## Detalhes do problema:
Escreva a continuação do texto sobre as viagens de navios pela costa do Brasil, começando logo após a última frase dele.

24.5.10

As viagens pela costa do Brasil

por Laire José Giraud *


No passado, os navios de passageiros de cabotagem eram os verdadeiros veículos de transporte de Norte a Sul na costa brasileira. Isso aconteceu até o final dos anos de 1950, quando as embarcações começaram a perder espaço para ônibus e caminhões. Surgiram novas estradas, isso sem dizer no crescimento das viagens aéreas. Por isso, havia diversas empresas marítimas que conduziam não apenas pessoas, mas cargas também. Vale lembrar que se levava de tudo do estado de São Paulo e do Rio de Janeiro para os outros estados, como alimentos, refrigerantes, manteiga, laticínios e vestimentas, entre outras mercadorias.

Cartão-postal da Cia. Costeira editado nos

anos de 1920/30 com portos e datas de escala

dos "Itas". Acervo- L. J. Giraud.

As três principais armadoras eram a Companhia de Navegação Lloyd Brasileiro, a Companhia Nacional de Navegação Costeira (CCNN) e a Lloyd Nacional, além de outras menores, mas eficientes, como a Empresa Nacional de Navegação Hoepcke, a Companhia Pereira Carneiro, cujas lembranças serão contadas em outros artigos.

Os navios das três companhias – Lloyd Brasileiro, Costeira e Lloyd Nacional (não confundir com Lloyd Brasileiro) deixaram seus nomes imortalizados na história da navegação mercante do País.

## Informações fornecidas:
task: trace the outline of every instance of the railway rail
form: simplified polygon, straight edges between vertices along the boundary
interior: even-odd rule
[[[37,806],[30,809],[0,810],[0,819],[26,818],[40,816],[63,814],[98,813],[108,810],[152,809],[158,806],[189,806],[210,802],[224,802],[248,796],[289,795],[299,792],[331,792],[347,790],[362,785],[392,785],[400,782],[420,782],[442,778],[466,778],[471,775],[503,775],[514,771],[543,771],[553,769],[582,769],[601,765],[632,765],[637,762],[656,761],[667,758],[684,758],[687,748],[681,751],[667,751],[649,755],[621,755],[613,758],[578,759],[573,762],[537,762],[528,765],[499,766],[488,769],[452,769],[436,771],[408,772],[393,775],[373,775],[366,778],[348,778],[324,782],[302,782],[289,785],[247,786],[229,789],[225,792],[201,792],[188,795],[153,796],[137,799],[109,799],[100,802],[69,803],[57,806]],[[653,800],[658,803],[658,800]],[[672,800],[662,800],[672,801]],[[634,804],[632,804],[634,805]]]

## Resultado do exercício:
Da memorável frota do Lloyd podem ser destacados os navios Dom Pedro I, Dom Pedro II, Barão de Mauá, Barão de Jaceguai, Almirante Alexandrino, Campos Sales, Raul Soares, Buarque, Mauá, Cantuária. Não esquecendo dos memoráveis cisnes brancos - Anna Nery, Rosa da Fonseca, Princesa Isabel e Princesa Leopoldina, entregues à Cia Costeira na década de 1960. Esses navios eram mais modernos dos que os outros de décadas anteriores. Depois esses navios foram incorporados à frota do Lloyd Brasileiro.

O Rio de Janeiro era semelhante aos navios irmãos São Paulo, Minas Geraes (com "e") e Bahia. Faziam, no início do século 20, a linha

América do Sul-Estados Unidos, mais precisamente em Nova York. Posteriormente, passaram para a navegação de cabotagem.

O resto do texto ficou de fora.